======== Provided passage

Daily I contemplated suicide, and daily I would fight with myself in my head to not carry it out. After a terrifying experience of uncontrollable thoughts of using my car to hurt people, and myself, I ended up in Berkshire Mental Health Hospital at Prospect Park. This was a real life saver.
I felt safe for the first time in a while, and felt as if my body was also able to refresh.

It was also a bit of rest bite for my wife. She has been immense in supporting me the last 2 years, and even more the last 8 months.

PTSD is a strange condition. Post Traumatic Stress Disorder. The flashbacks, the nightmares, the thoughts, the feelings and the sleepless nights.
The human brain is an amazing thing. It is also very fragile. The amygdala is the brain’s “alarm system”. It works to keep us safe by constantly being on the lookout for threat. It records all information after you’ve had a threat.

What you see, feel, smell, touch or taste. If any of these senses are triggered, the amygdale can jump into action – even if there is nothing in reality to be worried about.

Many of you who know me would probably say I’m fairly confident. As recently as Christmas, I couldn’t go shopping on my own. My anxiety was sky high, I struggled to be in shops on my own, I didn’t want to be near anyone I didn’t know on my own.

================
======== Data for review

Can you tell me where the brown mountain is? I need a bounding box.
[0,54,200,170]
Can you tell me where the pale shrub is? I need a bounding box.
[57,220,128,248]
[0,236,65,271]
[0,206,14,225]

================

◆ Exercise goal
Reproduce the entire passage on living with PTSD word for word, without any changes.

◆ Answer for the task
Daily I contemplated suicide, and daily I would fight with myself in my head to not carry it out. After a terrifying experience of uncontrollable thoughts of using my car to hurt people, and myself, I ended up in Berkshire Mental Health Hospital at Prospect Park. This was a real life saver.
I felt safe for the first time in a while, and felt as if my body was also able to refresh.

It was also a bit of rest bite for my wife. She has been immense in supporting me the last 2 years, and even more the last 8 months.

PTSD is a strange condition. Post Traumatic Stress Disorder. The flashbacks, the nightmares, the thoughts, the feelings and the sleepless nights.
The human brain is an amazing thing. It is also very fragile. The amygdala is the brain’s “alarm system”. It works to keep us safe by constantly being on the lookout for threat. It records all information after you’ve had a threat.

What you see, feel, smell, touch or taste. If any of these senses are triggered, the amygdale can jump into action – even if there is nothing in reality to be worried about.

Many of you who know me would probably say I’m fairly confident. As recently as Christmas, I couldn’t go shopping on my own. My anxiety was sky high, I struggled to be in shops on my own, I didn’t want to be near anyone I didn’t know on my own.